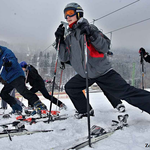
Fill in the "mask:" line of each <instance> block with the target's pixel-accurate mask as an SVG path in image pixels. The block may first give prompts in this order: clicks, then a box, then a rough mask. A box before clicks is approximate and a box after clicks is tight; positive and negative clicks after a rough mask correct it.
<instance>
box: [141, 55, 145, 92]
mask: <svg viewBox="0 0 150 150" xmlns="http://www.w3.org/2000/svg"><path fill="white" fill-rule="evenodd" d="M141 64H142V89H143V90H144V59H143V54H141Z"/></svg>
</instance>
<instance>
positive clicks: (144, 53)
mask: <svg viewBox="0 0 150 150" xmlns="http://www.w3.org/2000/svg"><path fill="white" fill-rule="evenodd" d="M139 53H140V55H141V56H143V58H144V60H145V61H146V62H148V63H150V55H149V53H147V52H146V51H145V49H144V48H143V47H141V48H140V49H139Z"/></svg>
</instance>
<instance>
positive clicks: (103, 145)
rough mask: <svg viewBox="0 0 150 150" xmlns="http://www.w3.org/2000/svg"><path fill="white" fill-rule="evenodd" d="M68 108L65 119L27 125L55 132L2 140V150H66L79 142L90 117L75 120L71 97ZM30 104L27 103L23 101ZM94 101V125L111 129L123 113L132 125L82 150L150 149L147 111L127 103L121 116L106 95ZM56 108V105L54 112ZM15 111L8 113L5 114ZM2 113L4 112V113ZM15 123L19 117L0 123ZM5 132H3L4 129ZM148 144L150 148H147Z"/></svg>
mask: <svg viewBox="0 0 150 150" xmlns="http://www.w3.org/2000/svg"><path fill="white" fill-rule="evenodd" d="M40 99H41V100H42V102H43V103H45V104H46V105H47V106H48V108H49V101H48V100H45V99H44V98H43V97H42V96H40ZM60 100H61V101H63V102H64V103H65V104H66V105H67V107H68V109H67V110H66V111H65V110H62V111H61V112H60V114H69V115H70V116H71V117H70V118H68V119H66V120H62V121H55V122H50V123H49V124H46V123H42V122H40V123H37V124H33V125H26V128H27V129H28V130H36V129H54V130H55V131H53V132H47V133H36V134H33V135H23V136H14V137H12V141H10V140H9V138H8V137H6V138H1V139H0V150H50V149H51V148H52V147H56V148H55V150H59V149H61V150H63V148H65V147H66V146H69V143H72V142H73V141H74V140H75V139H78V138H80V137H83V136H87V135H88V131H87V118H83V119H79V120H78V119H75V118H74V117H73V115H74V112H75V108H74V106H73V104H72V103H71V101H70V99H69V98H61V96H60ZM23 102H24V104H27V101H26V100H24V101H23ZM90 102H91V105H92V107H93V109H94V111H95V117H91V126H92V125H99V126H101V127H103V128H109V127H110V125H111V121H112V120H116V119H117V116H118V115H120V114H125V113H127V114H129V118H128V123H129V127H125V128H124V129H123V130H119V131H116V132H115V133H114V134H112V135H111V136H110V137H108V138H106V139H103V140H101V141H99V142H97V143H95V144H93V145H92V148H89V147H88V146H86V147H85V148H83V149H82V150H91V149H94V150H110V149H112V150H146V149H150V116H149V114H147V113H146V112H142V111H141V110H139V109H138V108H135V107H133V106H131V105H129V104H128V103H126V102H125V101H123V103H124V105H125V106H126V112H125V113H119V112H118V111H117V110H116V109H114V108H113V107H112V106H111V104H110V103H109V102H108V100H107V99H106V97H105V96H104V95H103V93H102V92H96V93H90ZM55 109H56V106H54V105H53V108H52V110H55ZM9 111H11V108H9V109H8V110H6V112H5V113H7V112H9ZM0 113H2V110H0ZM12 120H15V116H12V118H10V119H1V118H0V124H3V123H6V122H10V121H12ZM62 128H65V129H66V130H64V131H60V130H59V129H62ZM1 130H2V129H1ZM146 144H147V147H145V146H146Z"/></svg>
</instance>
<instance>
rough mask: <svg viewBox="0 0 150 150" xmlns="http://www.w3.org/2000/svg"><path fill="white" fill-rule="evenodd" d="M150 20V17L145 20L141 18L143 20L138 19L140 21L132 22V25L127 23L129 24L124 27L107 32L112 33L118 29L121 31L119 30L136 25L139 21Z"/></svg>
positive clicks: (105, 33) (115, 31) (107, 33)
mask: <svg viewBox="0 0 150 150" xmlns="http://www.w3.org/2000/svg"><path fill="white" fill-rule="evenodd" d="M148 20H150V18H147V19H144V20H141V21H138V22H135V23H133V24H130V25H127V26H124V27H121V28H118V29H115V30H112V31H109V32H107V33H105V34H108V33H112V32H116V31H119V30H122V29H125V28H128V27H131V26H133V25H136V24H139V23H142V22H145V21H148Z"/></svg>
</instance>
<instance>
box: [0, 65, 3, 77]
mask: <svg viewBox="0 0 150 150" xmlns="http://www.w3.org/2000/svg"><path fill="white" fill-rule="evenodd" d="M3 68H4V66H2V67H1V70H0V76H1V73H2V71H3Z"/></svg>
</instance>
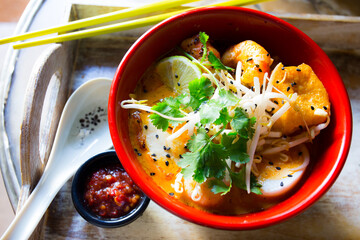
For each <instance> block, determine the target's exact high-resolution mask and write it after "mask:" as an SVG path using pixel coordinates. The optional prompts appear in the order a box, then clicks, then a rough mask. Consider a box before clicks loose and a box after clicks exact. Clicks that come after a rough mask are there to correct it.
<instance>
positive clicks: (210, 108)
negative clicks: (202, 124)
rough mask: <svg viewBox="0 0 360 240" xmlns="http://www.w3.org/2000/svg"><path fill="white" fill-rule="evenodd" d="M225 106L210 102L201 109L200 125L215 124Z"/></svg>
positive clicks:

━━━━━━

What to produce. Reproduce each line above exactly, but not a single picture.

Solution to this problem.
Fill in the "mask:" line of each <instance> block with the target's pixel-accurate mask as an SVG path in image pixels. The block may first give prompts in this order: clicks, then a box, then a rough mask. A box before clicks is approximate and a box after clicks is tight; positive and negative clicks after a rough mask correct it.
<instance>
box: [141, 55, 145, 92]
mask: <svg viewBox="0 0 150 150" xmlns="http://www.w3.org/2000/svg"><path fill="white" fill-rule="evenodd" d="M141 64H142V89H143V90H144V59H143V54H141Z"/></svg>
</instance>
<instance>
positive clicks: (144, 53)
mask: <svg viewBox="0 0 150 150" xmlns="http://www.w3.org/2000/svg"><path fill="white" fill-rule="evenodd" d="M139 53H140V55H141V56H143V58H144V60H145V61H146V62H148V63H150V55H149V53H147V52H146V51H145V49H144V48H143V47H141V48H140V49H139Z"/></svg>
</instance>
<instance>
positive clicks: (103, 145)
rough mask: <svg viewBox="0 0 150 150" xmlns="http://www.w3.org/2000/svg"><path fill="white" fill-rule="evenodd" d="M68 108L65 119L27 125L55 132L2 140V150H66L79 142L90 117L75 120L71 97ZM30 104L27 103L23 101ZM94 101V125L111 129L123 113L132 125L82 150L150 149L147 111L127 103L121 116L106 95ZM56 108V105L54 112ZM15 111L8 113L5 114ZM2 113L4 112V113ZM15 123L19 117L0 123ZM5 132H3L4 129ZM148 144L150 148H147Z"/></svg>
mask: <svg viewBox="0 0 150 150" xmlns="http://www.w3.org/2000/svg"><path fill="white" fill-rule="evenodd" d="M40 99H41V100H42V102H43V103H45V104H46V105H47V106H48V108H49V101H48V100H45V99H44V98H43V97H42V96H40ZM60 100H61V101H63V102H64V103H65V104H66V105H67V107H68V109H67V110H66V111H65V110H62V111H61V112H60V114H69V115H70V116H71V117H70V118H68V119H66V120H62V121H55V122H50V123H49V124H46V123H42V122H40V123H37V124H33V125H26V128H27V129H28V130H36V129H54V130H55V131H53V132H47V133H36V134H33V135H23V136H14V137H12V141H10V140H9V138H8V137H6V138H1V139H0V150H50V149H51V148H52V147H56V148H55V150H59V149H61V150H63V148H65V147H66V146H69V143H72V142H73V141H74V140H75V139H78V138H80V137H83V136H87V135H88V131H87V118H83V119H79V120H78V119H75V118H74V117H73V115H74V112H75V108H74V106H73V104H72V103H71V101H70V99H69V98H61V96H60ZM23 102H24V104H27V101H26V100H24V101H23ZM90 102H91V105H92V107H93V109H94V111H95V117H91V126H92V125H99V126H101V127H103V128H109V127H110V125H111V121H112V120H116V119H117V116H118V115H120V114H125V113H127V114H129V118H128V123H129V127H125V128H124V129H123V130H119V131H116V132H115V133H114V134H112V135H111V136H110V137H108V138H106V139H103V140H101V141H99V142H97V143H95V144H93V145H92V148H89V147H88V146H86V147H85V148H83V149H82V150H91V149H94V150H110V149H112V150H146V149H150V116H149V114H147V113H146V112H142V111H141V110H139V109H138V108H135V107H133V106H131V105H129V104H128V103H126V102H125V101H123V103H124V105H125V106H126V112H125V113H119V112H118V111H117V110H116V109H114V108H113V107H112V106H111V104H110V103H109V102H108V100H107V99H106V97H105V96H104V95H103V93H102V92H96V93H90ZM55 109H56V106H54V105H53V108H52V110H55ZM9 111H11V108H9V109H8V110H6V112H5V113H7V112H9ZM0 113H2V110H0ZM12 120H15V116H12V118H10V119H1V118H0V124H3V123H6V122H10V121H12ZM62 128H65V129H66V130H64V131H60V130H59V129H62ZM1 130H2V129H1ZM146 144H147V147H145V146H146Z"/></svg>
</instance>
<instance>
rough mask: <svg viewBox="0 0 150 150" xmlns="http://www.w3.org/2000/svg"><path fill="white" fill-rule="evenodd" d="M150 20V17L145 20L141 18L143 20L138 19L140 21L132 22V25L127 23L129 24L124 27L107 32L112 33L118 29L121 31L119 30L136 25L139 21Z"/></svg>
positive clicks: (105, 33) (115, 31) (107, 33)
mask: <svg viewBox="0 0 150 150" xmlns="http://www.w3.org/2000/svg"><path fill="white" fill-rule="evenodd" d="M148 20H150V18H147V19H144V20H141V21H138V22H135V23H133V24H130V25H127V26H124V27H121V28H118V29H115V30H112V31H109V32H107V33H105V34H108V33H112V32H116V31H119V30H122V29H125V28H128V27H131V26H133V25H136V24H139V23H142V22H145V21H148Z"/></svg>
</instance>
<instance>
box: [0, 65, 3, 77]
mask: <svg viewBox="0 0 150 150" xmlns="http://www.w3.org/2000/svg"><path fill="white" fill-rule="evenodd" d="M3 68H4V66H2V67H1V70H0V76H1V73H2V71H3Z"/></svg>
</instance>
For each <instance> block, determine the target's exact high-resolution mask and write it after "mask:" as an SVG path using pixel coordinates. The optional prompts appear in the order a box, then clicks, then a rough mask. Consider a box before clicks loose and a box after clicks exact. Clicks that come after a rough mask are there to correct it.
<instance>
positive clicks: (210, 108)
negative clicks: (202, 124)
rough mask: <svg viewBox="0 0 360 240" xmlns="http://www.w3.org/2000/svg"><path fill="white" fill-rule="evenodd" d="M225 106L210 102L201 109L200 125L215 124Z"/></svg>
positive clicks:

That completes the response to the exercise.